- EXERCISE INSTRUCTIONS -
Copy out the cudaEventQuery forum post below word for word, code and blank lines included.

- QUOTED PASSAGE -

━━━━━━━━━━

Problem with cudaEventQuery

I have a problem with the following code producing loads of cudaError_enum errors: Microsoft C++ exception: cudaError_enum at memory location 0x1c20fce4…

It only occurs when this line is included while(cudaEventQuery(stop2) != cudaSuccess); Ultimately I want the CPU to be doing some work in here so I cant just use cudaEventSynchonize.

What is wrong? The program will run for many repetitions without error or problem without the while loop. Yet with it included it triggers loads of errors and eventually hangs the system.

Any help would be very much appreciated. Thanks.

cudaEvent_t start2, stop2;

			cutilSafeCall( cudaEventCreate(&start2) );

			cutilSafeCall( cudaEventCreate(&stop2)  );

			cudaEventRecord(start2, 0);

			printf("Launching threads\n");

			for (int i = 0; i < NUM_STREAMS; i++) {

				//grid,threads

				stringMatch<<< (STREAM_SIZE/128), 128, 0,stream[i]>>>( d_idata, dhash_idata, d_odata+i*STREAM_SIZE,i);

			}

			for (int i = 0; i < NUM_STREAMS; i++) {

				cudaMemcpyAsync(h_odata+i*STREAM_SIZE ,d_odata+i*STREAM_SIZE,STREAM_SIZE*sizeof(int),cudaMemcpyDeviceToHost, stream[i]);

			}

			cudaEventRecord(stop2, 0);

			while(cudaEventQuery(stop2) != cudaSuccess);

━━━━━━━━━━

- DATASET ROWS -
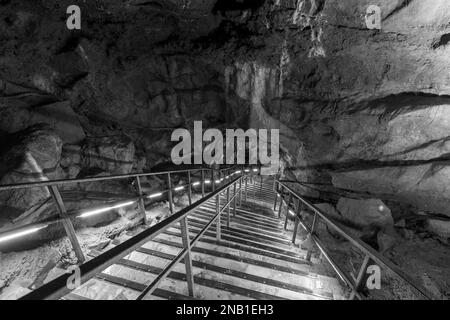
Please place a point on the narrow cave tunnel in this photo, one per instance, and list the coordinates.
(224, 149)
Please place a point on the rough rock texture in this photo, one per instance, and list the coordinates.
(366, 213)
(29, 155)
(362, 114)
(111, 154)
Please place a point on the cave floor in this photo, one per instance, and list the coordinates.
(254, 259)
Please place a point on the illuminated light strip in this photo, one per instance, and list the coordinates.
(21, 233)
(94, 212)
(156, 195)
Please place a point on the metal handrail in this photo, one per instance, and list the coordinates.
(369, 252)
(48, 183)
(65, 216)
(57, 288)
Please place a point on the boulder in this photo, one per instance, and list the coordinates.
(61, 117)
(58, 116)
(113, 154)
(33, 155)
(440, 228)
(372, 213)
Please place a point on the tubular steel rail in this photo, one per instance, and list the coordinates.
(66, 218)
(370, 254)
(58, 287)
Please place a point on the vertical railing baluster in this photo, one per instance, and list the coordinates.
(228, 209)
(188, 256)
(67, 223)
(203, 183)
(190, 188)
(246, 186)
(260, 187)
(287, 210)
(360, 278)
(234, 200)
(310, 236)
(281, 201)
(169, 183)
(240, 191)
(141, 200)
(276, 198)
(218, 221)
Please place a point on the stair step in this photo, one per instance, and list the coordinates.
(235, 227)
(246, 241)
(217, 280)
(258, 219)
(170, 239)
(142, 271)
(306, 283)
(246, 226)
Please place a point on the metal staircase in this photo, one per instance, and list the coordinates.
(236, 242)
(254, 259)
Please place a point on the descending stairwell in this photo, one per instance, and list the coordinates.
(254, 259)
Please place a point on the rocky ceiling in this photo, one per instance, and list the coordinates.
(363, 114)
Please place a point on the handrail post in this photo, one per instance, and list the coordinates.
(228, 209)
(281, 201)
(294, 234)
(67, 223)
(287, 211)
(246, 187)
(218, 222)
(169, 183)
(360, 278)
(276, 199)
(190, 188)
(141, 200)
(240, 191)
(310, 236)
(260, 187)
(188, 257)
(234, 200)
(203, 182)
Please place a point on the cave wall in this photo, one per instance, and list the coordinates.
(360, 112)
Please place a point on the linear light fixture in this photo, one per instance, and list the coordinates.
(155, 195)
(21, 233)
(98, 211)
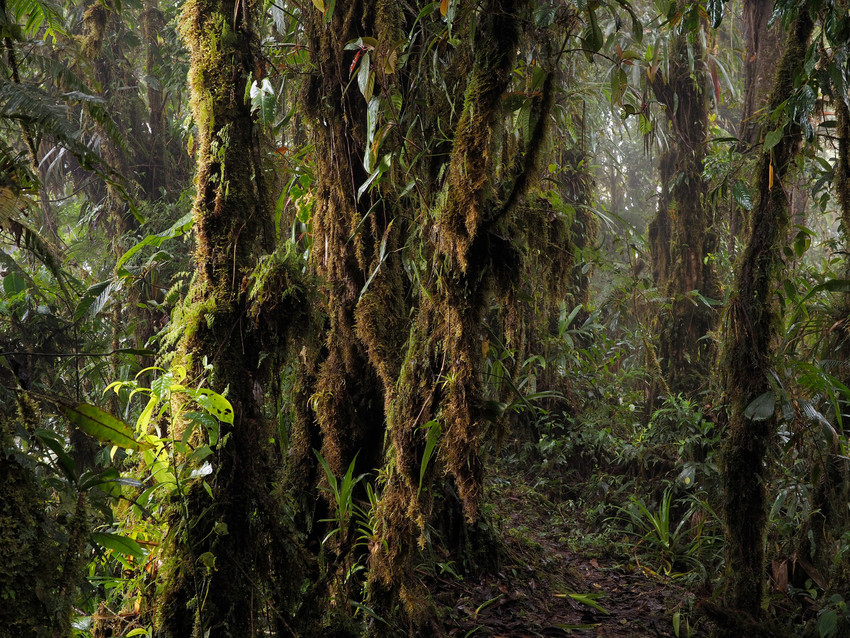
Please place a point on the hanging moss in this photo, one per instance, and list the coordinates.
(42, 555)
(681, 235)
(751, 325)
(224, 552)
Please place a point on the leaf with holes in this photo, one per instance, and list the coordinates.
(117, 543)
(742, 195)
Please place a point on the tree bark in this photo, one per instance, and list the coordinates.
(230, 328)
(752, 322)
(681, 235)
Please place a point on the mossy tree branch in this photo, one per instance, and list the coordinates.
(751, 325)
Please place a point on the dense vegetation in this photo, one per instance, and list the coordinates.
(305, 304)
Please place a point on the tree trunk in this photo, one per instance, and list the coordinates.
(764, 46)
(439, 387)
(681, 235)
(752, 323)
(230, 327)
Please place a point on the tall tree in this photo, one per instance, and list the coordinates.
(681, 235)
(752, 322)
(234, 316)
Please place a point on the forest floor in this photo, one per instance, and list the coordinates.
(551, 582)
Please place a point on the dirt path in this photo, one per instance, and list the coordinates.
(544, 588)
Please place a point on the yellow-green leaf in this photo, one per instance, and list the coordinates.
(101, 425)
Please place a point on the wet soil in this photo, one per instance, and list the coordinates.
(551, 584)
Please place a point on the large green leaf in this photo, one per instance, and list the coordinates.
(715, 12)
(742, 195)
(762, 407)
(118, 543)
(215, 404)
(101, 425)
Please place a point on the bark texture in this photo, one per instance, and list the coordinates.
(229, 561)
(751, 325)
(681, 235)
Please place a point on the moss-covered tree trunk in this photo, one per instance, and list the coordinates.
(751, 326)
(764, 46)
(681, 235)
(366, 326)
(227, 566)
(438, 393)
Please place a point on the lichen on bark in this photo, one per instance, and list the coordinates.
(751, 324)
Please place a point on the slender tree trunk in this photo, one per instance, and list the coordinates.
(751, 325)
(242, 528)
(439, 385)
(681, 235)
(764, 46)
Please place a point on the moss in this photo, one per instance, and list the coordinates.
(680, 235)
(752, 322)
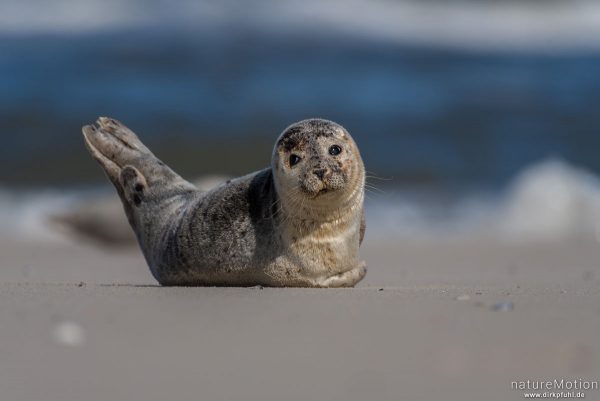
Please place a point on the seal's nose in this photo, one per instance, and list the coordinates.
(320, 173)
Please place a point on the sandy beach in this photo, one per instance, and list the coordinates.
(452, 320)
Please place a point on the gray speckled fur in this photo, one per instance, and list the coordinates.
(253, 230)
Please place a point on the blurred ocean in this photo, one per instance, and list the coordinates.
(452, 102)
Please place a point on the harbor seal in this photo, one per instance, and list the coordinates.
(298, 223)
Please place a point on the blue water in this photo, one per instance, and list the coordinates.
(447, 117)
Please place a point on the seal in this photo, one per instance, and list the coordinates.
(298, 223)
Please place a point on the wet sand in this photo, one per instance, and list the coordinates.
(86, 323)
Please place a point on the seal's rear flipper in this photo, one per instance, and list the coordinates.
(132, 168)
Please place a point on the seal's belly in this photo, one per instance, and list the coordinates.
(326, 255)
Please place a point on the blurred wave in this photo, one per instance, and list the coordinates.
(477, 24)
(550, 200)
(450, 93)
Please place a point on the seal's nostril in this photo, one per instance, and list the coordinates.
(319, 173)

━━━━━━━━━━

- REPLY -
Problem with cudaEventQuery

I have a problem with the following code producing loads of cudaError_enum errors: Microsoft C++ exception: cudaError_enum at memory location 0x1c20fce4…

It only occurs when this line is included while(cudaEventQuery(stop2) != cudaSuccess); Ultimately I want the CPU to be doing some work in here so I cant just use cudaEventSynchonize.

What is wrong? The program will run for many repetitions without error or problem without the while loop. Yet with it included it triggers loads of errors and eventually hangs the system.

Any help would be very much appreciated. Thanks.

cudaEvent_t start2, stop2;

			cutilSafeCall( cudaEventCreate(&start2) );

			cutilSafeCall( cudaEventCreate(&stop2)  );

			cudaEventRecord(start2, 0);

			printf("Launching threads\n");

			for (int i = 0; i < NUM_STREAMS; i++) {

				//grid,threads

				stringMatch<<< (STREAM_SIZE/128), 128, 0,stream[i]>>>( d_idata, dhash_idata, d_odata+i*STREAM_SIZE,i);

			}

			for (int i = 0; i < NUM_STREAMS; i++) {

				cudaMemcpyAsync(h_odata+i*STREAM_SIZE ,d_odata+i*STREAM_SIZE,STREAM_SIZE*sizeof(int),cudaMemcpyDeviceToHost, stream[i]);

			}

			cudaEventRecord(stop2, 0);

			while(cudaEventQuery(stop2) != cudaSuccess);